**SET EXERCISE**
Reproduce, character for character, the lines of the data from the one containing "Could you provide the mask of every instance of the hair" through the one containing "M722 385L725 383L725", including both of those lines.

_ _ _ _ _

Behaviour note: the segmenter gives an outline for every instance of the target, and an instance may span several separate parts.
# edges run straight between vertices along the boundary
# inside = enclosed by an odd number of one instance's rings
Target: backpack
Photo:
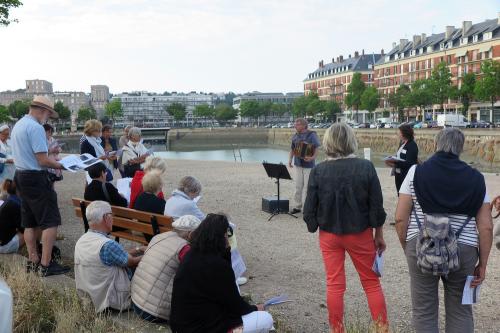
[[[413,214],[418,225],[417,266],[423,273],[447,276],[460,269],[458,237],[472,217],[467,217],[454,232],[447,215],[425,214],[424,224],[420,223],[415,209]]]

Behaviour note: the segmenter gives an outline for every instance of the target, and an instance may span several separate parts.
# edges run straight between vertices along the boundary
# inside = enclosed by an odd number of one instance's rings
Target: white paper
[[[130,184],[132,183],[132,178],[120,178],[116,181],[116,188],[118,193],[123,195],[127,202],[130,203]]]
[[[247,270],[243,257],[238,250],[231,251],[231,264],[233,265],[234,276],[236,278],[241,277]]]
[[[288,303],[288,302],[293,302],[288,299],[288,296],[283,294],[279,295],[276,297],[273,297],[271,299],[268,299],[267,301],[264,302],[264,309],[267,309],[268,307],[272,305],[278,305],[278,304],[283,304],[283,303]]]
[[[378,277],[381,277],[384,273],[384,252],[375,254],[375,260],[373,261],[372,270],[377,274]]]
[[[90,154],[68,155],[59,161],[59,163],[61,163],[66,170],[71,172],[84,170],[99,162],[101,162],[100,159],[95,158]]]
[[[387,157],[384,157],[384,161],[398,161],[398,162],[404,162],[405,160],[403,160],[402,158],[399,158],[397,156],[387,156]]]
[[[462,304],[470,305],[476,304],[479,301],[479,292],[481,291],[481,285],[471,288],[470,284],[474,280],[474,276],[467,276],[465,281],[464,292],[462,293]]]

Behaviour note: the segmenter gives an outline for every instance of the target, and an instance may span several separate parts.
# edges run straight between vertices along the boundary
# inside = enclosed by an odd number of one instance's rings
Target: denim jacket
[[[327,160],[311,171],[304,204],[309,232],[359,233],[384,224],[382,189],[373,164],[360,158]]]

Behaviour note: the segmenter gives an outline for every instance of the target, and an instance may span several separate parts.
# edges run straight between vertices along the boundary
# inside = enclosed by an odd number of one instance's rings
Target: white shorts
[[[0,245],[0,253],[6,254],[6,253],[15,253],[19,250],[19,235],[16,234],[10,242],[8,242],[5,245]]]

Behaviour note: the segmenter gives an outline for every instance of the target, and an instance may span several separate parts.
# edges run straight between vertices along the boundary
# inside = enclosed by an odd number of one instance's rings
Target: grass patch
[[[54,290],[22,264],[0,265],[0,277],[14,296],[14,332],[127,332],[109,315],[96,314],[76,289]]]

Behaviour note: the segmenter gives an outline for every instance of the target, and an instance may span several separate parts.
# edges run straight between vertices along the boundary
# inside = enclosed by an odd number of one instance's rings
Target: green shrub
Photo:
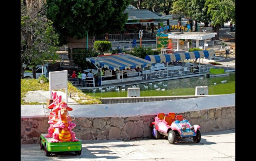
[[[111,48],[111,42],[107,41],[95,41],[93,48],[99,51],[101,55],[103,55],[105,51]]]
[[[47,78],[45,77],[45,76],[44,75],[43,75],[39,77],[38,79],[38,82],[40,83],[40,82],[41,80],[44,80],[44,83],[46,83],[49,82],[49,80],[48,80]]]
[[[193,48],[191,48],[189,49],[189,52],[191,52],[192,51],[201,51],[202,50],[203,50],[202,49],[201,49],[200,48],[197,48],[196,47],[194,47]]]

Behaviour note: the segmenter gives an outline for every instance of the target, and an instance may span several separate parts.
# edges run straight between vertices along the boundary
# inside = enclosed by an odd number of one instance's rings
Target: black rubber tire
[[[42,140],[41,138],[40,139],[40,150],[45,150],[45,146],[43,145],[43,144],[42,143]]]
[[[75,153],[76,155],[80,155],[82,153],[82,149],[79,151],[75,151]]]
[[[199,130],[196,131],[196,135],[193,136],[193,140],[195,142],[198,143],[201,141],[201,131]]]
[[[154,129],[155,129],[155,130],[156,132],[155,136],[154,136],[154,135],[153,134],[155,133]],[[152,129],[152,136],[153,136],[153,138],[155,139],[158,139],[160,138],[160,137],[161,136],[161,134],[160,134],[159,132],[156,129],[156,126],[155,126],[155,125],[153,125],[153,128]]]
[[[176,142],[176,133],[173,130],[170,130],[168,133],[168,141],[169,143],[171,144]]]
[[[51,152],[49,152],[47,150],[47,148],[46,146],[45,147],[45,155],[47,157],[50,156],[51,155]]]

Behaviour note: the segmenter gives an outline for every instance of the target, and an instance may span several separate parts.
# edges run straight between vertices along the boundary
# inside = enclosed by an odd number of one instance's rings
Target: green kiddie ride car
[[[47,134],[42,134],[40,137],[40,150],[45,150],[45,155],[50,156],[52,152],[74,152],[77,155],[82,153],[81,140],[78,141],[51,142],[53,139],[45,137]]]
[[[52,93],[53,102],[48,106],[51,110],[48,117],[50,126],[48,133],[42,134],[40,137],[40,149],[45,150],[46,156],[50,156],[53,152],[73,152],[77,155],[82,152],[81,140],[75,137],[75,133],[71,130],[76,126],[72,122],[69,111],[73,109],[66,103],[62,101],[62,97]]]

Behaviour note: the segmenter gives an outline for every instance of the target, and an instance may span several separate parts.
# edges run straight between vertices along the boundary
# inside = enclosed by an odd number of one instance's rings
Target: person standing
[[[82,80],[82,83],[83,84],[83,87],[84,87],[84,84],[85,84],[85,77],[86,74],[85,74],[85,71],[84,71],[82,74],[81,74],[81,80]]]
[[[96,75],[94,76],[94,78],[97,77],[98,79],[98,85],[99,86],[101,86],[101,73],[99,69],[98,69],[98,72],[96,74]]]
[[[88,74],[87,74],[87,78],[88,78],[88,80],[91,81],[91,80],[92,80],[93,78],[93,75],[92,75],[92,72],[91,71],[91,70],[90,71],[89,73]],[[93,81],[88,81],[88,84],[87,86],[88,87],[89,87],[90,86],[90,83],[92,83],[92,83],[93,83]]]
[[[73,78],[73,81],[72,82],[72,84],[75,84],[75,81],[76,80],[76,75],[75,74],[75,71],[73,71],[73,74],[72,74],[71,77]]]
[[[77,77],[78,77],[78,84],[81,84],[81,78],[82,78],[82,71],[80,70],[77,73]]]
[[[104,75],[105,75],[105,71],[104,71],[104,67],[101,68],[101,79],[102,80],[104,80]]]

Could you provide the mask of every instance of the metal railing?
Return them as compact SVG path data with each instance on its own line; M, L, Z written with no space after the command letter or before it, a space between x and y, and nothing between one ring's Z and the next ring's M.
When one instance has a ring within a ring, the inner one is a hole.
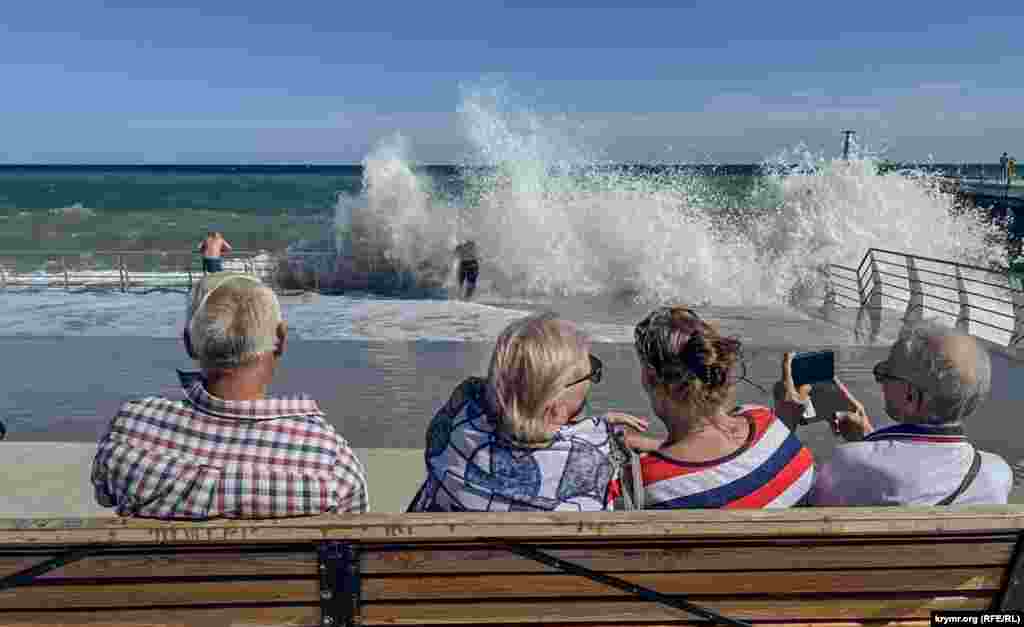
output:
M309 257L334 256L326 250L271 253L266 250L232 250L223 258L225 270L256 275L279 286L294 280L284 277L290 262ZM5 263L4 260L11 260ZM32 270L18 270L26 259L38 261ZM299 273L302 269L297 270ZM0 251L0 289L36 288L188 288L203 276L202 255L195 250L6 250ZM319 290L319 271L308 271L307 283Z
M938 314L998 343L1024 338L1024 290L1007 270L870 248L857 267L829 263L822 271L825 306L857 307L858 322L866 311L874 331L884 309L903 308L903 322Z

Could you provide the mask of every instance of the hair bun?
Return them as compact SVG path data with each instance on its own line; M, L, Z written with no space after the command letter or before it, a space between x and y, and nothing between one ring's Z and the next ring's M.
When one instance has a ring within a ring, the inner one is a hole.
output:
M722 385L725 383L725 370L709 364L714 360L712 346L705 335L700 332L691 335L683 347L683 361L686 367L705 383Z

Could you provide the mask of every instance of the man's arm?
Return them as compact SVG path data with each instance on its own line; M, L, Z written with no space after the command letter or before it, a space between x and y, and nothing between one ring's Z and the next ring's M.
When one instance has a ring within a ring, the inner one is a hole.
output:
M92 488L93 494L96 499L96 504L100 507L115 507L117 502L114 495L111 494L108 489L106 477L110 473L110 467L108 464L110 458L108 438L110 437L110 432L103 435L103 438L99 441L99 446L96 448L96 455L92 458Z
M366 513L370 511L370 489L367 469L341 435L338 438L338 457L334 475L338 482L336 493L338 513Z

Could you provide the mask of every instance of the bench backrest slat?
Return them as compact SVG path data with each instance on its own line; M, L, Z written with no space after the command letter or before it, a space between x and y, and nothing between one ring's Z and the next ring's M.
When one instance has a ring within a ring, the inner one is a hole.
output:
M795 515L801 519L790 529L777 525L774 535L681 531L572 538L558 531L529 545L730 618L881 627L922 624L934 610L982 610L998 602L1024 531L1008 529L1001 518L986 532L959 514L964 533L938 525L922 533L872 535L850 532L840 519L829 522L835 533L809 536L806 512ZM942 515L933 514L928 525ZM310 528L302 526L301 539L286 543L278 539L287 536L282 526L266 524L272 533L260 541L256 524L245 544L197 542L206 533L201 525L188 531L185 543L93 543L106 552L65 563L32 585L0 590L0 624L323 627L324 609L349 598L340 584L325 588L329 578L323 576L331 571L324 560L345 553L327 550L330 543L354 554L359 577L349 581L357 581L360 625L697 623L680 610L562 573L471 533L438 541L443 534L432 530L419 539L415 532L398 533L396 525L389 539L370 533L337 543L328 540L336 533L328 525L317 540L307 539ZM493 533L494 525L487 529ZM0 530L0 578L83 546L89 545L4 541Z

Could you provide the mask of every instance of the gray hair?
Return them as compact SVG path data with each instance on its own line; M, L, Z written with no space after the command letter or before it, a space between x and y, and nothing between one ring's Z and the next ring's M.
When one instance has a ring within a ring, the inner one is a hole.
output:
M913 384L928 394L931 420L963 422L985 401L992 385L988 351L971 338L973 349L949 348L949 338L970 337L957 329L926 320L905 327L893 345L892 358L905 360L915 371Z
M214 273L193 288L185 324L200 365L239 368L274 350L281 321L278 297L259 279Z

_ _ _ _ _

**CORRECT RESULT**
Could you provide the mask of every instance of the hair bun?
Return them as compact SVG path data with each instance on its own line; M, L, Z written with no space after the command letter or before it, a space between x and y, and nothing between one ring's Z and the next ring's M.
When one instance has a ring within a ring, the inner one is a hole.
output:
M722 385L725 383L725 370L709 364L714 360L712 346L705 335L700 332L691 335L683 347L683 361L686 367L705 383Z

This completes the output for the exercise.